**DOCUMENT EXCERPT:**
Of the bite-sized regions I’ve divided Europe into, the British Isles are seemingly the least diverse. Just two coutries (UK and Ireland), one language (supposedly, English) and a uniformly depressing climate don’t appear too varied. But appearances can be deceiving. The countries of the British Isles may have only two embassies, but they do possess 5 national football teams, and national pride runs high, especially among the Scottish. Not to mention Northern Ireland. While everyone on the Isles speaks English, there are countless variations of it, to great frustration of the tourist who thinks he or she has mastered the language of Shakespeare yet can’t understand a word that’s being said. And oh, the climate. While some of the wettest locations in Europe are in the highlands of Scotland, London actually gets less rain than Rome. Let’s just say the climate adds variety to the British life. Never a dull moment – that’s the motto of the local weather.

 

  • Why go there?
    Americans and Australians favour the Isles as they offer a “soft landing” – culturally and linguistically speaking. The harsh reality is that the differences turn out to be rather noticeable, as this blogger found out. But experiencing these differences has a charm of its own. Plus there’s really a lot to see and do here. Like top-notch surfing sites in Ireland, superb hiking in Scotland, some of the world’s best beaches in Wales and, of course, London.
  • What’s it best for?

**WRITTEN TASK:** List every attraction that the British Isles travel overview above names as something to see or do there.

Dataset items
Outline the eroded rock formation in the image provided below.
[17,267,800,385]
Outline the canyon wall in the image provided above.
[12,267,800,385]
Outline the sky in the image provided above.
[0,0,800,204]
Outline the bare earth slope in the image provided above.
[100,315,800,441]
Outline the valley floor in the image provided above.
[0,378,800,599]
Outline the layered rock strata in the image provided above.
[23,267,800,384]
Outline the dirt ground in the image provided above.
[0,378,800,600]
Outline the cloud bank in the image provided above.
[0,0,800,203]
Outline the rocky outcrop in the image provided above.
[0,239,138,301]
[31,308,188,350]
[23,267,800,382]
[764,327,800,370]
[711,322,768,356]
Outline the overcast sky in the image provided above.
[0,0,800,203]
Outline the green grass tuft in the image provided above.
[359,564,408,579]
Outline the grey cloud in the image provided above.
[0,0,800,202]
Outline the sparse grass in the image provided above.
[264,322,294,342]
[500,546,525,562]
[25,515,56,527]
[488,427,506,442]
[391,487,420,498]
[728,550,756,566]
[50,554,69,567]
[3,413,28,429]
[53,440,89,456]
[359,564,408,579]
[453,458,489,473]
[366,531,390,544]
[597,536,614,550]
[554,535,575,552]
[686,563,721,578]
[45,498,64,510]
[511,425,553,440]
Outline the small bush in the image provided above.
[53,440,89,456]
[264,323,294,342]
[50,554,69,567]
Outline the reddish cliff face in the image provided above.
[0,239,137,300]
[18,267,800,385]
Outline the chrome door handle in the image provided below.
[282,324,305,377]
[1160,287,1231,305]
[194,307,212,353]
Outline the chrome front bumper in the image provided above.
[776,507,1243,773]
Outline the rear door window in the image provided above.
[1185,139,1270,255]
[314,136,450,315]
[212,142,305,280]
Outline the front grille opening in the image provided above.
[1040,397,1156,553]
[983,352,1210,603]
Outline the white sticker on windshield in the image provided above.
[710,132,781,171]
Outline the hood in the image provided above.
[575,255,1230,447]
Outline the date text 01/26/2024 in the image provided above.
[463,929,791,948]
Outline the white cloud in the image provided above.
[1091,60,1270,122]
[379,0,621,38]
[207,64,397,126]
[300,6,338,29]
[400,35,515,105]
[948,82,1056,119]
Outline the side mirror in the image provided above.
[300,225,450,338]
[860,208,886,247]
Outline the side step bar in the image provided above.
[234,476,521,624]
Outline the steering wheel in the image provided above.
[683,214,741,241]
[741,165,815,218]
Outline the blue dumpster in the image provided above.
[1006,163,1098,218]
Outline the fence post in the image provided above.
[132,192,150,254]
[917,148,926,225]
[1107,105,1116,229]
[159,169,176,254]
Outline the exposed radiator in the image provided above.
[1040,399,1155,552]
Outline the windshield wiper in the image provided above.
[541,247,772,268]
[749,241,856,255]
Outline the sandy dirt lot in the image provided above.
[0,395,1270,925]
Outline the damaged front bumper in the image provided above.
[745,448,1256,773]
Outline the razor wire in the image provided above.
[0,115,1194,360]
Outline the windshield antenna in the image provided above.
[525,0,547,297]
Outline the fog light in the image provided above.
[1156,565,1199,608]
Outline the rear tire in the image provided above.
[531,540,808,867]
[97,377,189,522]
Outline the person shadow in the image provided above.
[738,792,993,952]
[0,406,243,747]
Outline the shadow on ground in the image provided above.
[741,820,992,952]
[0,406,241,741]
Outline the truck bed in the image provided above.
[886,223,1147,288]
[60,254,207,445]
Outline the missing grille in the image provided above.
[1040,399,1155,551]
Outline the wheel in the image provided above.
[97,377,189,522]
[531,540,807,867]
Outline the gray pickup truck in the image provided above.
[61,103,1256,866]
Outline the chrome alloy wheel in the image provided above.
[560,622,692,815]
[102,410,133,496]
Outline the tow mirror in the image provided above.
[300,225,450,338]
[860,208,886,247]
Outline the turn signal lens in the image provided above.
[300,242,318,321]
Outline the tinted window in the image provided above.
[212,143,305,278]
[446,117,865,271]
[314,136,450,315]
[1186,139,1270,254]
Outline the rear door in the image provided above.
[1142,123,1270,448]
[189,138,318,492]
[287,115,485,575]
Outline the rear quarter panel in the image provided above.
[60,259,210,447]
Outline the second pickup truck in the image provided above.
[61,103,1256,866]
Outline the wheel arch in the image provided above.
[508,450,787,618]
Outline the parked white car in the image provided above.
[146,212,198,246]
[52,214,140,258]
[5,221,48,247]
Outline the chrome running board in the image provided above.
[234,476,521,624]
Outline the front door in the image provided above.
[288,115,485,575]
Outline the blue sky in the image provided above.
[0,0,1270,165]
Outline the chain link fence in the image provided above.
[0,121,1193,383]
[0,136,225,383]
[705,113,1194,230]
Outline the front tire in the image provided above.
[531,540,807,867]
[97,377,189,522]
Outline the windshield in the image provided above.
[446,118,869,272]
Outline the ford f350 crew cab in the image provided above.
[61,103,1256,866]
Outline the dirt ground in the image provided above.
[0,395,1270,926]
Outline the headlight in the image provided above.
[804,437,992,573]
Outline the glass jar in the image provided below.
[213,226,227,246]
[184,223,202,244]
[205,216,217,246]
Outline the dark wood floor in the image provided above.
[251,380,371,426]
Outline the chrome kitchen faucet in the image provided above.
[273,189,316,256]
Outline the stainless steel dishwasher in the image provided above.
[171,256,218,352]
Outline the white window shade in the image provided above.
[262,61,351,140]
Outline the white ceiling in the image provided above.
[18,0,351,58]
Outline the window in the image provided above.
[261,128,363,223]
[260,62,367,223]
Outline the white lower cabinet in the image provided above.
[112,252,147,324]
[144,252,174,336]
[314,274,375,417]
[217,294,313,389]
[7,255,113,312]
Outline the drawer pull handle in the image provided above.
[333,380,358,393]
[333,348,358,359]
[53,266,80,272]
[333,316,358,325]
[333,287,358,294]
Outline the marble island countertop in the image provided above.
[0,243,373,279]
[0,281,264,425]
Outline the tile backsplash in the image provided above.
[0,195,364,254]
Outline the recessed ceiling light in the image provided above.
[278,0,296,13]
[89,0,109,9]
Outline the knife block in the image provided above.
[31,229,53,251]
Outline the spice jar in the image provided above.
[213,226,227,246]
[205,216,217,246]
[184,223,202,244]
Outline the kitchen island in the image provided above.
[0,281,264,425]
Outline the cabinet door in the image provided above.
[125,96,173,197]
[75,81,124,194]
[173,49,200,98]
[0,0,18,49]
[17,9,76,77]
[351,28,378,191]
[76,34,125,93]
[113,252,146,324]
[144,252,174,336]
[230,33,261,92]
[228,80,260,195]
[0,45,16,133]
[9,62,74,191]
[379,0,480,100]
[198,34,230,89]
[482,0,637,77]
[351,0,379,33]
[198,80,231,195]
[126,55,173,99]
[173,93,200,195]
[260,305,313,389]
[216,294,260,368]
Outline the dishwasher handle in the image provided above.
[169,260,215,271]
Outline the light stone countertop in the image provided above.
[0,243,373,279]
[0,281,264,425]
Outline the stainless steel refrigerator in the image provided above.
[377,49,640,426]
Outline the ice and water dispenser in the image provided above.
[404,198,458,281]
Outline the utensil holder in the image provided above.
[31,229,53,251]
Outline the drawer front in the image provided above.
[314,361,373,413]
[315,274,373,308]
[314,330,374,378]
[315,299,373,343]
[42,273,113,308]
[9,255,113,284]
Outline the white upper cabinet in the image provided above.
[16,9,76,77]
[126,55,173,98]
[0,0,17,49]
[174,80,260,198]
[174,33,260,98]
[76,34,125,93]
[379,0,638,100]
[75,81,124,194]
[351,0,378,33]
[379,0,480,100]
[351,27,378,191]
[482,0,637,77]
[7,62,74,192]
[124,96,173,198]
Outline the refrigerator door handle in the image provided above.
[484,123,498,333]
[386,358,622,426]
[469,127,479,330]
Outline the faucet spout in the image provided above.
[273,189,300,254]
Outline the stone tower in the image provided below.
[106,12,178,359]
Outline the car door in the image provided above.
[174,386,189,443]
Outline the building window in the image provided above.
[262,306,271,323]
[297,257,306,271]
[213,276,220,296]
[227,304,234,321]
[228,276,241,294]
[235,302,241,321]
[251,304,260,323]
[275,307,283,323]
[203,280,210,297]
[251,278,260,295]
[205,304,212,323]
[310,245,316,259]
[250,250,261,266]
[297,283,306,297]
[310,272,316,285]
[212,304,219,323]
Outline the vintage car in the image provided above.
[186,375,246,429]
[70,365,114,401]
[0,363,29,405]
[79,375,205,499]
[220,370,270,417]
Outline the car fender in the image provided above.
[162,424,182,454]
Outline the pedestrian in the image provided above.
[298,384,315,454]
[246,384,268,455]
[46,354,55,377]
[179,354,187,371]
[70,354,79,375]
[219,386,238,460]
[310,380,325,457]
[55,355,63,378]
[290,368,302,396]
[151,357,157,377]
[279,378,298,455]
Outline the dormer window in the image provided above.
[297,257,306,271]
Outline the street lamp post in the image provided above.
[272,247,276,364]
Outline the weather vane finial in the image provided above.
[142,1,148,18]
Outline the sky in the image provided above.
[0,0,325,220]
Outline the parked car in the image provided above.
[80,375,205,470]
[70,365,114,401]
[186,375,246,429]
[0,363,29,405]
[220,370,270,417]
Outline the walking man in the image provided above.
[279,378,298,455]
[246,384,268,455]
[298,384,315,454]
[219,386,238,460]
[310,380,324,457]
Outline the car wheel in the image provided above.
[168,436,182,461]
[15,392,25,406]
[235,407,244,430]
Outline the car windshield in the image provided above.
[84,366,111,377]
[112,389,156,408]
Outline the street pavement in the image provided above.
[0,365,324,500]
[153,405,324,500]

**SOLVED PROBLEM:**
- Top-notch surfing sites in Ireland
- Superb hiking in Scotland
- Some of the world's best beaches in Wales
- London